Work instructions: List every line in the entries below that contains the string "tree". Case counts.

Material for this task:
________________________________________

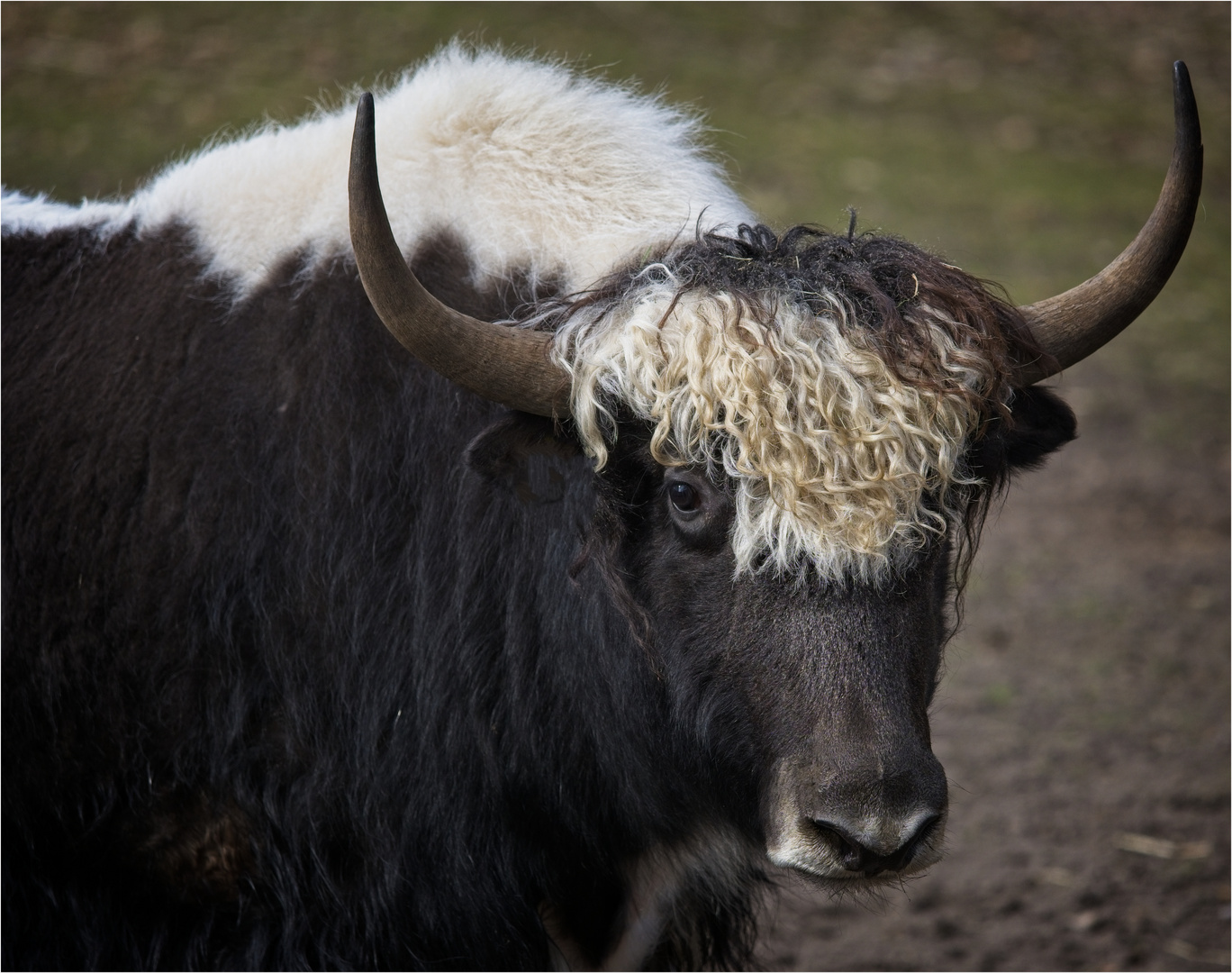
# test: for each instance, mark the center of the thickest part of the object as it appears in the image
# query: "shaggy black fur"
(294, 677)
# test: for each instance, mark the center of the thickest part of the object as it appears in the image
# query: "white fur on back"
(529, 164)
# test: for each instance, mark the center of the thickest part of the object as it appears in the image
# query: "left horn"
(1075, 323)
(505, 365)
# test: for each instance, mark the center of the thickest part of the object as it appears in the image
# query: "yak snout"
(871, 818)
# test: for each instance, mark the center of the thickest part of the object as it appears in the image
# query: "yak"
(538, 627)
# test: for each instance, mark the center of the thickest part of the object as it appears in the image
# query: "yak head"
(795, 439)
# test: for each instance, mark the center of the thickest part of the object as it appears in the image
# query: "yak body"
(312, 659)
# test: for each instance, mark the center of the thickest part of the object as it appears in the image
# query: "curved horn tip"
(1184, 104)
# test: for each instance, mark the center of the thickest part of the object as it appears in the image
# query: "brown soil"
(1085, 699)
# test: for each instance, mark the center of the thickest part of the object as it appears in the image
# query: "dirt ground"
(1085, 705)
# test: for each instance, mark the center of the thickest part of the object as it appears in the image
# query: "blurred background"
(1084, 715)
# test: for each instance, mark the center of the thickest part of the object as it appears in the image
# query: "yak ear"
(1038, 423)
(530, 457)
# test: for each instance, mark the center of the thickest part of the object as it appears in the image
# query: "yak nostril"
(856, 858)
(853, 856)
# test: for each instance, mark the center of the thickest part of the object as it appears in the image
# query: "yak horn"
(1072, 324)
(502, 364)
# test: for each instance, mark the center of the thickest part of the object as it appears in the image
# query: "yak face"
(787, 484)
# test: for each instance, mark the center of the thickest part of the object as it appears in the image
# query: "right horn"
(505, 365)
(1075, 323)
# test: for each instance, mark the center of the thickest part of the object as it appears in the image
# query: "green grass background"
(1025, 142)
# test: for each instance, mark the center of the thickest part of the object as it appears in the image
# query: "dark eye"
(684, 497)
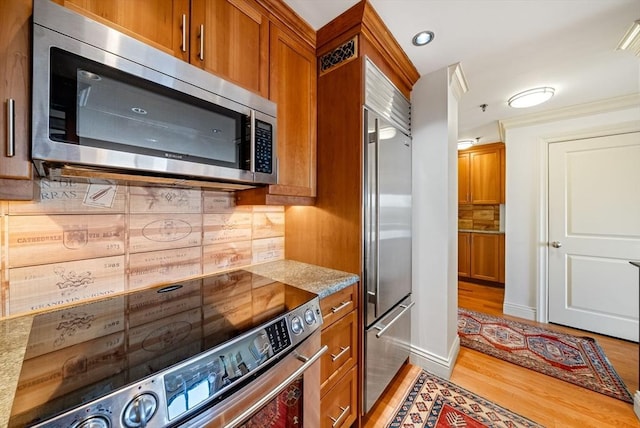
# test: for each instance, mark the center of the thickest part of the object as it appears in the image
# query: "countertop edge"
(316, 279)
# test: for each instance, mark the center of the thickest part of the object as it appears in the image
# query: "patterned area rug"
(578, 360)
(435, 402)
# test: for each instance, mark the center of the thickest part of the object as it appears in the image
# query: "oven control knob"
(296, 324)
(94, 422)
(140, 410)
(309, 317)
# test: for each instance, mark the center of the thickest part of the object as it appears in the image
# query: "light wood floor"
(544, 399)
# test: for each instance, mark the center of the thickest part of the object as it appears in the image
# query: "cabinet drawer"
(338, 407)
(338, 304)
(342, 339)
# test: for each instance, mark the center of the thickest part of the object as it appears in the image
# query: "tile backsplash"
(479, 217)
(80, 241)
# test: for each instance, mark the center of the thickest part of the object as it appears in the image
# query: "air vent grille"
(385, 99)
(339, 56)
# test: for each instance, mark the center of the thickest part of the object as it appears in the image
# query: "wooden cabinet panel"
(481, 175)
(485, 177)
(342, 340)
(338, 304)
(15, 35)
(155, 22)
(230, 38)
(485, 251)
(464, 191)
(338, 408)
(464, 254)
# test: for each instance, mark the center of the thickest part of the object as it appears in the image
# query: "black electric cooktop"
(77, 354)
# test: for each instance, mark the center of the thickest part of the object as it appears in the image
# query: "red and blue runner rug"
(437, 403)
(579, 360)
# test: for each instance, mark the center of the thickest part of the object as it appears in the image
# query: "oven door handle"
(308, 361)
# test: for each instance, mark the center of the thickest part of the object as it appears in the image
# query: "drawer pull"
(183, 46)
(336, 421)
(343, 350)
(11, 126)
(343, 305)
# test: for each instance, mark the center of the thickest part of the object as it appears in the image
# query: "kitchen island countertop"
(14, 332)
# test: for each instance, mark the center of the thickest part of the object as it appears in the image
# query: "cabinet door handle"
(343, 305)
(343, 350)
(201, 54)
(183, 47)
(336, 421)
(11, 126)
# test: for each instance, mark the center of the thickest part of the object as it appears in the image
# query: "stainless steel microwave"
(106, 105)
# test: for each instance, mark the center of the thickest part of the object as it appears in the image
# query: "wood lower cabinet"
(339, 365)
(464, 254)
(15, 60)
(481, 256)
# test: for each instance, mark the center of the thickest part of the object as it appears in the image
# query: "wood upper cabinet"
(230, 38)
(163, 24)
(293, 87)
(464, 188)
(481, 256)
(481, 175)
(15, 59)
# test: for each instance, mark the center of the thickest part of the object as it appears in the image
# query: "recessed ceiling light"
(423, 38)
(531, 98)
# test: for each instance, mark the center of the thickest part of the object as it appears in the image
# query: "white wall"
(526, 171)
(434, 338)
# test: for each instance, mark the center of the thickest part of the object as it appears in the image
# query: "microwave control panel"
(264, 147)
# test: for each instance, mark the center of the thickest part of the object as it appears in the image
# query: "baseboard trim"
(436, 364)
(519, 311)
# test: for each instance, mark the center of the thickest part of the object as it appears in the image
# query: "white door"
(594, 231)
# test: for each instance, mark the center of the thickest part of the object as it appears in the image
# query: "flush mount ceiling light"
(423, 38)
(465, 144)
(531, 98)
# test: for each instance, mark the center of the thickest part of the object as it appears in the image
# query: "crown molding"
(571, 112)
(457, 81)
(631, 40)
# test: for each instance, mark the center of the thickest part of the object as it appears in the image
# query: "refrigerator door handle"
(382, 330)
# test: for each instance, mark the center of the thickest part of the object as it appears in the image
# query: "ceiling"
(507, 46)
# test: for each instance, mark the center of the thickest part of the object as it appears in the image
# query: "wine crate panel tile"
(70, 369)
(150, 305)
(153, 232)
(268, 225)
(220, 202)
(267, 250)
(218, 257)
(163, 267)
(57, 238)
(68, 197)
(227, 227)
(59, 329)
(47, 286)
(164, 200)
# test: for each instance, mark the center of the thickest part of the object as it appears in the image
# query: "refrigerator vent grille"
(340, 55)
(385, 99)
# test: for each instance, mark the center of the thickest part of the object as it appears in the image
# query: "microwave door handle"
(252, 140)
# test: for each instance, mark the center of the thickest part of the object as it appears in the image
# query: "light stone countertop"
(14, 332)
(489, 232)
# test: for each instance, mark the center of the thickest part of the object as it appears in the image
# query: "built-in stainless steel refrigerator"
(387, 234)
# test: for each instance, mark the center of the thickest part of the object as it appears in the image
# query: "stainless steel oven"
(232, 349)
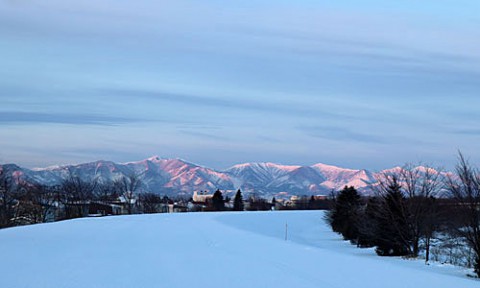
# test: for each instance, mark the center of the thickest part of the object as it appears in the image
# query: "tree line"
(409, 207)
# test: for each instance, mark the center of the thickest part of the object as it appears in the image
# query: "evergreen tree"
(217, 201)
(393, 237)
(238, 201)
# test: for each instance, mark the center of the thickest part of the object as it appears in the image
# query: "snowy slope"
(204, 250)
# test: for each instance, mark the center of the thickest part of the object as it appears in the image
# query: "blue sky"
(361, 84)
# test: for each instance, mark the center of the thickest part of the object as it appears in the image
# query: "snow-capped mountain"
(176, 176)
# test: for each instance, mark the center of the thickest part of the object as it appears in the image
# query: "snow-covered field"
(204, 250)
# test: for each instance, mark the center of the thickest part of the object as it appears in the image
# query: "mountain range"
(180, 177)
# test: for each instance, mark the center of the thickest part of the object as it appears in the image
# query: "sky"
(360, 84)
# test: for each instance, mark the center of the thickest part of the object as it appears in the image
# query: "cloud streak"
(18, 117)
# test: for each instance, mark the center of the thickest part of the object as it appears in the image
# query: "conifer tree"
(217, 201)
(238, 201)
(344, 214)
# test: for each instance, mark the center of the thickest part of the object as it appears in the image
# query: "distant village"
(201, 201)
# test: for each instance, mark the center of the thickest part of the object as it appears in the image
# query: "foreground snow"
(204, 250)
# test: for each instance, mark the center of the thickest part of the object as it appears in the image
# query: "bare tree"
(408, 199)
(77, 195)
(150, 202)
(464, 187)
(127, 187)
(7, 198)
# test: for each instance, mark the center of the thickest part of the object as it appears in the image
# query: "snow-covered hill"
(176, 176)
(233, 250)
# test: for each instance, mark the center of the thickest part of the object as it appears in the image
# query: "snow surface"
(204, 250)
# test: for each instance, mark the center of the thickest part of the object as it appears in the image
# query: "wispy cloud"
(20, 117)
(341, 134)
(228, 102)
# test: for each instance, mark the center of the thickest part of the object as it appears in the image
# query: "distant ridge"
(180, 177)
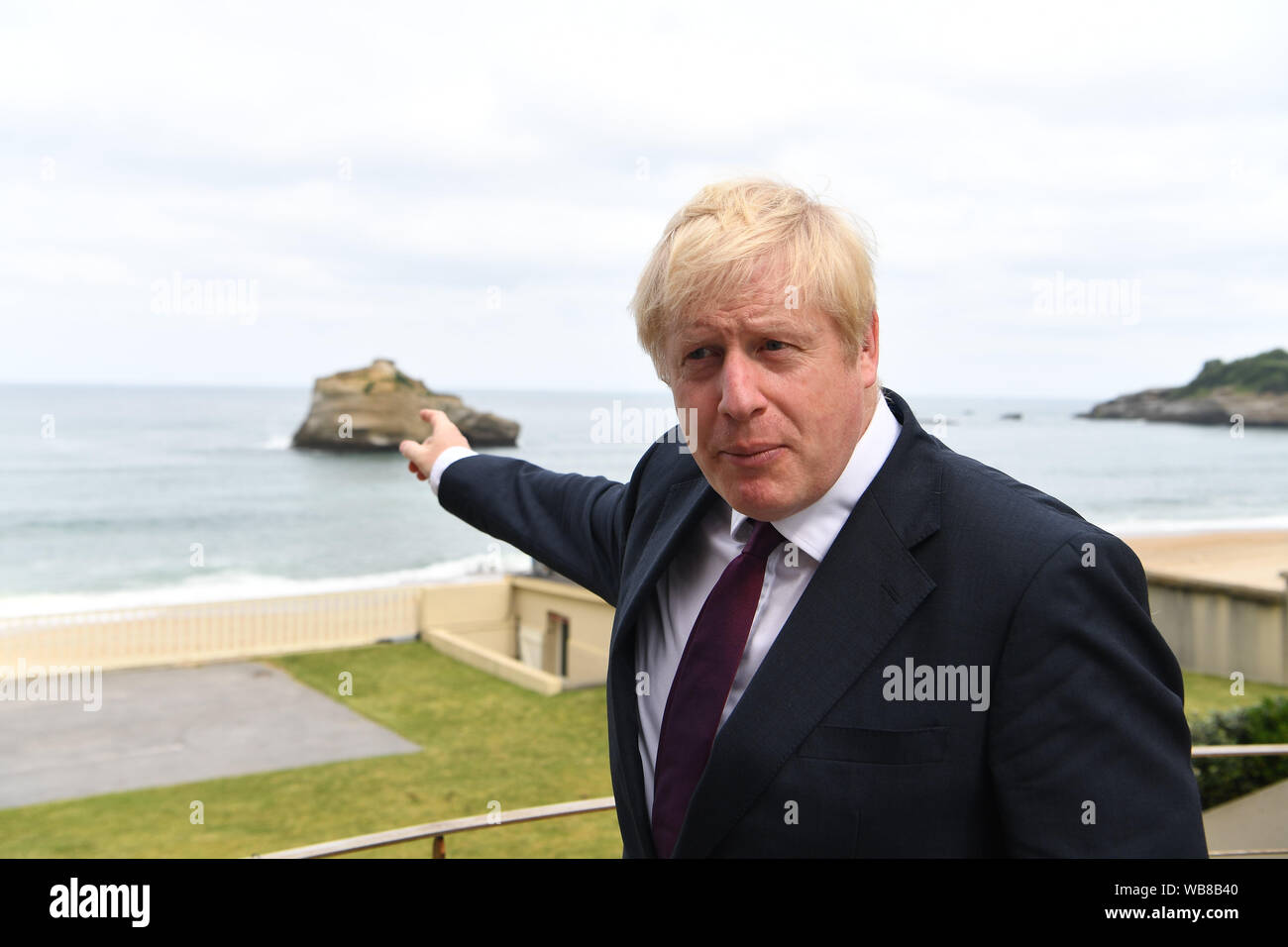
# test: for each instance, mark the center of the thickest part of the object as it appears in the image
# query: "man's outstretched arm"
(572, 523)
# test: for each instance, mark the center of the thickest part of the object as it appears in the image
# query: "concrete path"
(165, 725)
(1254, 821)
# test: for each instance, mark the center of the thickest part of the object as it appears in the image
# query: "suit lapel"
(863, 591)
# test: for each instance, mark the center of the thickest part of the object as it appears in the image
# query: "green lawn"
(483, 740)
(1205, 693)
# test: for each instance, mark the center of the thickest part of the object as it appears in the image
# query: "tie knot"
(764, 540)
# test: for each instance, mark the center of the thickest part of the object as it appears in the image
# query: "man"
(835, 635)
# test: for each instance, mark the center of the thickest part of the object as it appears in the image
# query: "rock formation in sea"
(1254, 389)
(377, 407)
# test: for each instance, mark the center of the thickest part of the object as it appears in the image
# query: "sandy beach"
(1252, 558)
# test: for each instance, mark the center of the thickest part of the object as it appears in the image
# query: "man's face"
(771, 402)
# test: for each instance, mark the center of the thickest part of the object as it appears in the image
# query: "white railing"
(210, 630)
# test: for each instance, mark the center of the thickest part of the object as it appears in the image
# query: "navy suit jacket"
(1083, 749)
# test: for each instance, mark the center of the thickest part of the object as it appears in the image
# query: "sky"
(1065, 200)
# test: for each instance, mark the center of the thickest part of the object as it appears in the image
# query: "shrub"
(1223, 779)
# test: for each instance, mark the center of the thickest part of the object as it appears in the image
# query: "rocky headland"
(1254, 388)
(377, 407)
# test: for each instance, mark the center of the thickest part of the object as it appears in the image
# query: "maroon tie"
(702, 684)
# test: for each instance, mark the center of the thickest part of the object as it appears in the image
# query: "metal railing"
(438, 831)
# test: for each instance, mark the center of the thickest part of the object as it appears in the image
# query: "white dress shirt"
(668, 617)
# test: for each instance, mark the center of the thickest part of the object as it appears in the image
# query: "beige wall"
(1216, 629)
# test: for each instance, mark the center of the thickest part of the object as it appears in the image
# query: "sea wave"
(231, 586)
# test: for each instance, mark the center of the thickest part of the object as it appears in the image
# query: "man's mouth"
(752, 455)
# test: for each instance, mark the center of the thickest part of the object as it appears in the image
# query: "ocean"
(120, 496)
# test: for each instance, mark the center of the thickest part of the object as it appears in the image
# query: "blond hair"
(730, 235)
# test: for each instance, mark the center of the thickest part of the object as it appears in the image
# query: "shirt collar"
(815, 527)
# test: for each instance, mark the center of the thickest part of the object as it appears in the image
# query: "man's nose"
(741, 386)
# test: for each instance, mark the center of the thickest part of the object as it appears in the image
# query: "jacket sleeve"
(572, 523)
(1089, 745)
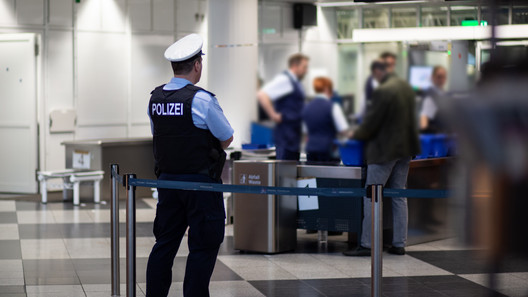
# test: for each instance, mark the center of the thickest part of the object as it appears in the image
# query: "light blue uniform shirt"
(205, 110)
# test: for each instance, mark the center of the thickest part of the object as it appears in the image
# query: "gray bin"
(265, 223)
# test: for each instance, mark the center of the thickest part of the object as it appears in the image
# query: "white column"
(232, 61)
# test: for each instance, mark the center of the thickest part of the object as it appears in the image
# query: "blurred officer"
(371, 84)
(430, 121)
(391, 137)
(324, 119)
(283, 100)
(190, 134)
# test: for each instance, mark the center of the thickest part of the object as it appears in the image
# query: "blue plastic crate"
(426, 142)
(351, 152)
(261, 134)
(439, 146)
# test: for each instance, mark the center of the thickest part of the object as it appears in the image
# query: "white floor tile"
(55, 290)
(35, 217)
(86, 248)
(7, 206)
(233, 289)
(13, 281)
(409, 266)
(143, 246)
(43, 249)
(305, 266)
(11, 265)
(72, 216)
(145, 215)
(104, 216)
(151, 202)
(9, 232)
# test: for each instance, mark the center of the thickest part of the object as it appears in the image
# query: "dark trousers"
(204, 214)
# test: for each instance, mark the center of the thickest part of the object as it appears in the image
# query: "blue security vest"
(288, 132)
(179, 146)
(437, 124)
(318, 118)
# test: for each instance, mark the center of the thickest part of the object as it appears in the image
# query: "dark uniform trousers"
(204, 214)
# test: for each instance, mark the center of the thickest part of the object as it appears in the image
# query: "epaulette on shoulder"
(196, 88)
(156, 88)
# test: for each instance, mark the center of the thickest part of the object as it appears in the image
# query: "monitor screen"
(420, 77)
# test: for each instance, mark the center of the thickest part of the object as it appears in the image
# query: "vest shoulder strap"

________________________________________

The answer:
# query: "tree line"
# query: "evergreen tree"
# query: "conifer tree"
# query: "bare tree"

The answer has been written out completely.